• Data provided:
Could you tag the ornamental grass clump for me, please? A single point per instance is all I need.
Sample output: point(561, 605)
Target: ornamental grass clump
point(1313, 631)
==
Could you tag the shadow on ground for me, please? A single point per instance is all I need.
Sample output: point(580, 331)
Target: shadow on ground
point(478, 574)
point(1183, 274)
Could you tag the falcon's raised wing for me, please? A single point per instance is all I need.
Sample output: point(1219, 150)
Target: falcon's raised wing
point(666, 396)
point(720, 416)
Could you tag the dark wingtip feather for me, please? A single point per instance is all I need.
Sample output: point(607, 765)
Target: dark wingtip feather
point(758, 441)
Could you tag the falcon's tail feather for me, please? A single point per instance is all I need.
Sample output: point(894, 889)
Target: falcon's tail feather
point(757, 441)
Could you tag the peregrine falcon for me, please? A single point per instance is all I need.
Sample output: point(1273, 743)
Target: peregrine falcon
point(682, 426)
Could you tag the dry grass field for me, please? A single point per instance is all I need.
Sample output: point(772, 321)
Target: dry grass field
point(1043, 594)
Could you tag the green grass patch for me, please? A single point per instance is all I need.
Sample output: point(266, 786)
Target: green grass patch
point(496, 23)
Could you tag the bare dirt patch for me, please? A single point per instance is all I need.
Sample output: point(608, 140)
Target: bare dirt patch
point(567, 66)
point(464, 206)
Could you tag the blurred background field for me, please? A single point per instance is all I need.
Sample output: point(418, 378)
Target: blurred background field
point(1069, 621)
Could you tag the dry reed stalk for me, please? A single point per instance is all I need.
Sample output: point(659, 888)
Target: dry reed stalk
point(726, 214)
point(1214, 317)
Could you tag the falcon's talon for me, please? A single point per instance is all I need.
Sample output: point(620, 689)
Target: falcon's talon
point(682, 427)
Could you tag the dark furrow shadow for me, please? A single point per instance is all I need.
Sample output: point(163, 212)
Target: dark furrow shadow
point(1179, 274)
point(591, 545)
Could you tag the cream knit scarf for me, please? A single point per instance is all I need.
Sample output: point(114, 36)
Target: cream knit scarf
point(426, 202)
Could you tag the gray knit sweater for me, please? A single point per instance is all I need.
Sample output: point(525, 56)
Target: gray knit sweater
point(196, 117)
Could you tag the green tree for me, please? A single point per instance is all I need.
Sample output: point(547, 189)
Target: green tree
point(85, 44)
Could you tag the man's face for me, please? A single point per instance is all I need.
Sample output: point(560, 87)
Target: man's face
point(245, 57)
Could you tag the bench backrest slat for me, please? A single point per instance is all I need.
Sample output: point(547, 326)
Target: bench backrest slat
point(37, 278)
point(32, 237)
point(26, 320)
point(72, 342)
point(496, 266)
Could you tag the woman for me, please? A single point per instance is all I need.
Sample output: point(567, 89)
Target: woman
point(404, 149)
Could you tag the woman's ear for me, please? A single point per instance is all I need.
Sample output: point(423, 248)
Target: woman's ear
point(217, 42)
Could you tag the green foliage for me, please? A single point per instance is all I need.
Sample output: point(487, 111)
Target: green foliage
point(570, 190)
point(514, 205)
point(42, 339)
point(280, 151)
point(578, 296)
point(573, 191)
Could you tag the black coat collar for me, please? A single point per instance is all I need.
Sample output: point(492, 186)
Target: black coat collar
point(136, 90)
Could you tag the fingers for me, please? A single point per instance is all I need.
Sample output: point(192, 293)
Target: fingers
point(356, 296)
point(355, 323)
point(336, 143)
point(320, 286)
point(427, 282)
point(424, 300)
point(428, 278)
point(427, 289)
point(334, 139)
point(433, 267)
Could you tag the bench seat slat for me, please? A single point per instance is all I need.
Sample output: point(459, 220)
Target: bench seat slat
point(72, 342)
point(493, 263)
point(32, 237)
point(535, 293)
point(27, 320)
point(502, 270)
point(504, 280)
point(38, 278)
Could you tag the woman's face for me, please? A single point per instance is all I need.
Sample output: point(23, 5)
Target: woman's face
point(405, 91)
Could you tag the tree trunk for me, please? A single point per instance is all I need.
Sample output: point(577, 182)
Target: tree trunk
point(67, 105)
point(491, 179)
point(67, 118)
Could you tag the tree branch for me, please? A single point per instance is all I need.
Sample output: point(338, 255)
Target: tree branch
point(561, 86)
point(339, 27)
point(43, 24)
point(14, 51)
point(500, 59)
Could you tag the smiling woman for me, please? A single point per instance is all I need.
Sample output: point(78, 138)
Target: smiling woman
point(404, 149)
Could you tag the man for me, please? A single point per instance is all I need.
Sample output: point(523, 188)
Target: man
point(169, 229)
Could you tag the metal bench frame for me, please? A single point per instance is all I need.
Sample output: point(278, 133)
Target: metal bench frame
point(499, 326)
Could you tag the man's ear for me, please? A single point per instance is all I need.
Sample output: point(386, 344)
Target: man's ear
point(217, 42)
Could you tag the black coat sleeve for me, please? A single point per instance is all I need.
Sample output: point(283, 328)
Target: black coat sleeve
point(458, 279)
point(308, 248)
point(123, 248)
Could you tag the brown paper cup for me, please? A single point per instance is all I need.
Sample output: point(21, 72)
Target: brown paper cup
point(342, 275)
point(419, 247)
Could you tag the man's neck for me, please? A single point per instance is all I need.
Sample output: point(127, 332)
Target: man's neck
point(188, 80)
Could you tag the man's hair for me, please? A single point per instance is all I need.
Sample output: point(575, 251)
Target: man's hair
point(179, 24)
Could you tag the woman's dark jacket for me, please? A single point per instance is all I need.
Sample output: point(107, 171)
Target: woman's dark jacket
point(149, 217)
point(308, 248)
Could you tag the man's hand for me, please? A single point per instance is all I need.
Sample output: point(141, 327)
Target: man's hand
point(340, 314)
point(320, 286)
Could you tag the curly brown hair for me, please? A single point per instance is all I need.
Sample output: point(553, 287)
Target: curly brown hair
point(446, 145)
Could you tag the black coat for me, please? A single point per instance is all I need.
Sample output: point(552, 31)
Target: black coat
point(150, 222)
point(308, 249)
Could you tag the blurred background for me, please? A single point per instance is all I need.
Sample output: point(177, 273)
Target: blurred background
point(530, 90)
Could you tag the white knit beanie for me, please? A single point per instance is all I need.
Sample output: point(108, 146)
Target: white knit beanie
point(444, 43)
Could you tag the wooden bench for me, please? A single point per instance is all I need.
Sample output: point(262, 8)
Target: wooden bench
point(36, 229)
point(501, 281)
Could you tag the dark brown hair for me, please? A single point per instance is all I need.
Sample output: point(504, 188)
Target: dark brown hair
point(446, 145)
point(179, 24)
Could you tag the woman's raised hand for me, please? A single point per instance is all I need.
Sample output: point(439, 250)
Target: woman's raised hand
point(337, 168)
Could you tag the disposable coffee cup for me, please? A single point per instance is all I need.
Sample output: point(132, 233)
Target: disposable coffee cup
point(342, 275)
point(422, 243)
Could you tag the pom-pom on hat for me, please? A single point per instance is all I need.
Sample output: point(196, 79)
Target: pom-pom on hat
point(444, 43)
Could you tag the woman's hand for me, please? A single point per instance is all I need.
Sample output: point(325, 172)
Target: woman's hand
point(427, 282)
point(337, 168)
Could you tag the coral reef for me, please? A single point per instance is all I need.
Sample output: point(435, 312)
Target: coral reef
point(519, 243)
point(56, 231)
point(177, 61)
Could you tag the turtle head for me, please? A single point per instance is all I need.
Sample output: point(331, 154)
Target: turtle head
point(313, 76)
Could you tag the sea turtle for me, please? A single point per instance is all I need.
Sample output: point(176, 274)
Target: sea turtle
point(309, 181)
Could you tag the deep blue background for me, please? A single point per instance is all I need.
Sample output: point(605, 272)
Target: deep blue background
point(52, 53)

• What the exercise asks:
Repeat the stretch of items from the line containing "Could you tag the coral" through the line containing "point(52, 53)", with both ends included, copying each line exactly.

• Task response:
Could you tag the coral reef for me, please? A single point per instance is all I need.
Sample output: point(435, 312)
Target: coral reef
point(519, 243)
point(56, 231)
point(177, 61)
Could you tag the turtle head for me, please? A single point per instance is all I need.
Sample output: point(331, 154)
Target: turtle head
point(313, 76)
Could you tag the sea turtle for me, please? A single point per instance is all I need.
Sample output: point(176, 274)
Target: sea turtle
point(309, 181)
Could you tag the deep blue background for me, please? A single point per instance is all I need.
Sample output: point(605, 272)
Target: deep blue background
point(52, 53)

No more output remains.